_CONSIGNE_
Recopiez à l'identique le passage du texte sur le tango, de « Il y a aussi » à « c’est comme ça. ».

_TEXTE DU DOCUMENT_

# # # # #

Il y a aussi le Nuevo, très dansé par une population généralement plus jeune, très sympa et ludique, surtout pratiqué dans les grandes villes. Bref, tu y trouveras ton bonheur (moi mon truc, ce sont les tangos purs). - Bon là, c’est un argument pour les nénettes, désolée pour les hommes ! En fait, le tango pour une femme, c’est carrément vachement plus facile que pour un homme.
Alors oui, y a un côté vachement macho qu’il te faudra accepter, dans le cadre de ta pratique : ce sont les hommes qui invitent, et toi, pendant qu’ils dansent avec d’autres, tu dois poser comme un joli pot de fleur souriant sur le bord de la piste en attendant qu’un homme daigne te regarder. Plus tu souris, plus tu seras invitée, c’est comme ça.
Mais alors après, c’est le monsieur qui fait tout, le plus dur de la danse, c’est au monsieur de le concevoir. En fait, quand une femme danse bien au tango, c’est 80% grâce au monsieur, 20% grâce à son talent. Et le pire c’est que malgré tous ces efforts de Monsieur, le public n’a d’yeux que pour Madame. Oui c’est ingrat, oui c’est bien plus facile pour nous… Mais POUR UNE FOIS hein !!! Ils vont pas nous pondre une pendule ! - Aucun pas à apprendre : le tango argentin, c’est de l’IM-PRO-VI-SA-TION. Et c’est Monsieur qui mène. Donc pour ces messieurs, il s’agit de décider de ses pas, il n’y a aucune obligation de performance, ça se passe au feeling, on fait ce qu’on SAIT faire et surtout uniquement ce qu’on AIME faire. Et toi, tu te reposes et tu te laisses faire. Pas de stress, tu ne comptes pas, ça va bien se passer.
- Parce que ça fait vachement de bien au corps : l’endurance que ça te demande est super limitée, tu peux faire facile 2 heures de tango sans être essoufflé. Mais à la fois, tu sens que ton corps a travaillé, tes fesses, tes jambes, tes bras, et même tes abdos à terme (pour les hommes aussi, mais peut-être un peu plus pour toi avec tes 9 cm de talons !), mais tout ça se fait en douceur et avec un tel plaisir…
Tu rentres chez toi fatiguée, mais sainement, sans être complètement exténuée comme après une heure de footing, tu vois… (Ou plutôt 20 minutes de footing dans mon cas.) - Parce qu’on est tout beaux pour danser ! Ouais, c’est sympa ton cycliste jaune et ton haut de chez Décat’ tout rose, et ta super queue de cheval à l’arrache et ton visage rougissant quand tu sors du club de sport. Ça fait eighties, c’est cool, y’a un certain style. Mais franchement, la petite robe noire et tes petits talons canons, et ton chignon effet négligé, c’est quand même plus seyant.

# # # # #

_DONNÉES AFFICHÉES_
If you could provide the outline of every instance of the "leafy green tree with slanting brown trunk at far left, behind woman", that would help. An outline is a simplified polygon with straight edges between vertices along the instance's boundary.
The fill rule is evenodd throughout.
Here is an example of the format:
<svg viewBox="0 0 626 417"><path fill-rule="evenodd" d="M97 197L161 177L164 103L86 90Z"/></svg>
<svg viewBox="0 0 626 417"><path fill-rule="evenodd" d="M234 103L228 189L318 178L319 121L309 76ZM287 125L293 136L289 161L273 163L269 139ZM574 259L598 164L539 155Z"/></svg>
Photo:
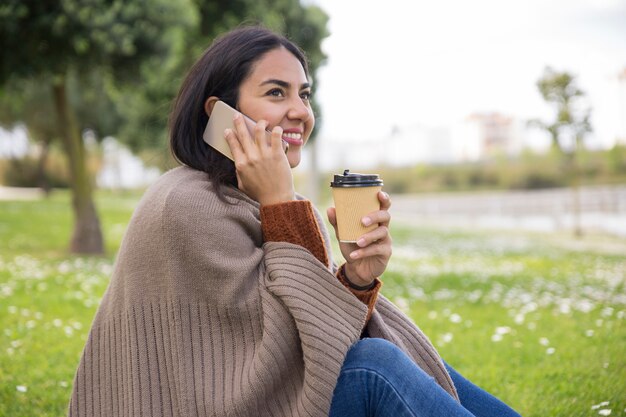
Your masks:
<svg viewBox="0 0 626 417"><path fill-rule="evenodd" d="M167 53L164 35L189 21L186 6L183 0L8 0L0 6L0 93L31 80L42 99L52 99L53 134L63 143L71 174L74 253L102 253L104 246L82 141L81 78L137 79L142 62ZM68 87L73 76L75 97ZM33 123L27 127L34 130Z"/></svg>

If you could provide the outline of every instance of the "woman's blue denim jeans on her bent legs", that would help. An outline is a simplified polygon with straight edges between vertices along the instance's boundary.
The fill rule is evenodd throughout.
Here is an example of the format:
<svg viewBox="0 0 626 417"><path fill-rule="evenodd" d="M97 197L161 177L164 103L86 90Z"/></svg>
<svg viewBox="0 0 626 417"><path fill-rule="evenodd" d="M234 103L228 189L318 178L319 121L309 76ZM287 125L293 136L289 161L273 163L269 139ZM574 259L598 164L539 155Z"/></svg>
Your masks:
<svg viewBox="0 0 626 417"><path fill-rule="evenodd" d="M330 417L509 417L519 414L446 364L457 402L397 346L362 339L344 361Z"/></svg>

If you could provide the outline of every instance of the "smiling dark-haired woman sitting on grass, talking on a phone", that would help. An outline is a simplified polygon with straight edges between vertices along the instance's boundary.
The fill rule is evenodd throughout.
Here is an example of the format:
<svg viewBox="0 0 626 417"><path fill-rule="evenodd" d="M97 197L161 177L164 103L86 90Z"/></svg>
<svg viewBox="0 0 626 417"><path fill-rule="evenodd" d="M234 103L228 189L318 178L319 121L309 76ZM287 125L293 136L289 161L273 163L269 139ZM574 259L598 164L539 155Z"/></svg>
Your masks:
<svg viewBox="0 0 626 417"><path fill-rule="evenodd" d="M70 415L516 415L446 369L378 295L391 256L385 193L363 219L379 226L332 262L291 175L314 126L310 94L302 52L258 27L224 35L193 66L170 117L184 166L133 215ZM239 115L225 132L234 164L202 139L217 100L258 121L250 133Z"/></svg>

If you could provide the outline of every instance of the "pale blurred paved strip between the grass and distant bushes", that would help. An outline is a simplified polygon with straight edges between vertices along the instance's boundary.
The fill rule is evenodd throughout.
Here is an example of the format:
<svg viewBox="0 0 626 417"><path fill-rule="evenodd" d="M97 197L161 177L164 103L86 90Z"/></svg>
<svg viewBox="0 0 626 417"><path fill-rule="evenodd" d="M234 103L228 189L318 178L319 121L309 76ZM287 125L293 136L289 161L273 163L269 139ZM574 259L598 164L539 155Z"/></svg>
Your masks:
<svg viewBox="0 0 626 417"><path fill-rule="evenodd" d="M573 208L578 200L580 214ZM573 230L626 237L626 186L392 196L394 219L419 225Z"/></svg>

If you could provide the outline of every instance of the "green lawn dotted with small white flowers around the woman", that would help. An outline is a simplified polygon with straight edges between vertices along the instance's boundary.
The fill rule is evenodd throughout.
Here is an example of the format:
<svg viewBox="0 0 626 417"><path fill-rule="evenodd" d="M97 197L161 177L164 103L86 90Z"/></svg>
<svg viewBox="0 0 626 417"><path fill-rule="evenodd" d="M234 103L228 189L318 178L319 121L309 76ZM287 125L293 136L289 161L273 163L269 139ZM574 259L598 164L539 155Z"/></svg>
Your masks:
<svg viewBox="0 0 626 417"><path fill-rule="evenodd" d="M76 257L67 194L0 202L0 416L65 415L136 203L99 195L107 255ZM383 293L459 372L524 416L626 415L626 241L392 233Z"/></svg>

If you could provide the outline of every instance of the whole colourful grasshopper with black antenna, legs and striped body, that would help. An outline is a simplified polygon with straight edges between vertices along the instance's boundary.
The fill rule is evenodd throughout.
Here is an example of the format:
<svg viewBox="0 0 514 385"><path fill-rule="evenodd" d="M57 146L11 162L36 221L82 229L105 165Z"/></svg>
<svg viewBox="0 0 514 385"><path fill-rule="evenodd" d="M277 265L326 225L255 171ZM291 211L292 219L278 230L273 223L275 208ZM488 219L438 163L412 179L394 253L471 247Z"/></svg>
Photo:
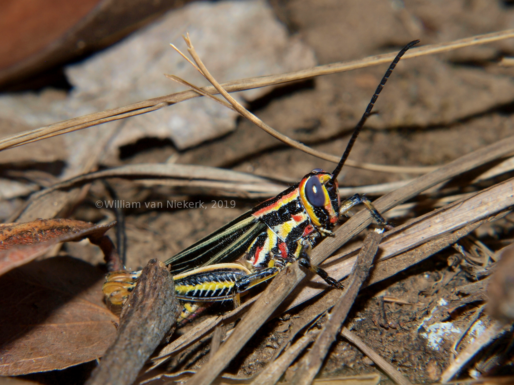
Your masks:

# # # # #

_RÉSULTAT DE L'EXERCICE_
Il y a aussi le Nuevo, très dansé par une population généralement plus jeune, très sympa et ludique, surtout pratiqué dans les grandes villes. Bref, tu y trouveras ton bonheur (moi mon truc, ce sont les tangos purs). - Bon là, c’est un argument pour les nénettes, désolée pour les hommes ! En fait, le tango pour une femme, c’est carrément vachement plus facile que pour un homme.
Alors oui, y a un côté vachement macho qu’il te faudra accepter, dans le cadre de ta pratique : ce sont les hommes qui invitent, et toi, pendant qu’ils dansent avec d’autres, tu dois poser comme un joli pot de fleur souriant sur le bord de la piste en attendant qu’un homme daigne te regarder. Plus tu souris, plus tu seras invitée, c’est comme ça.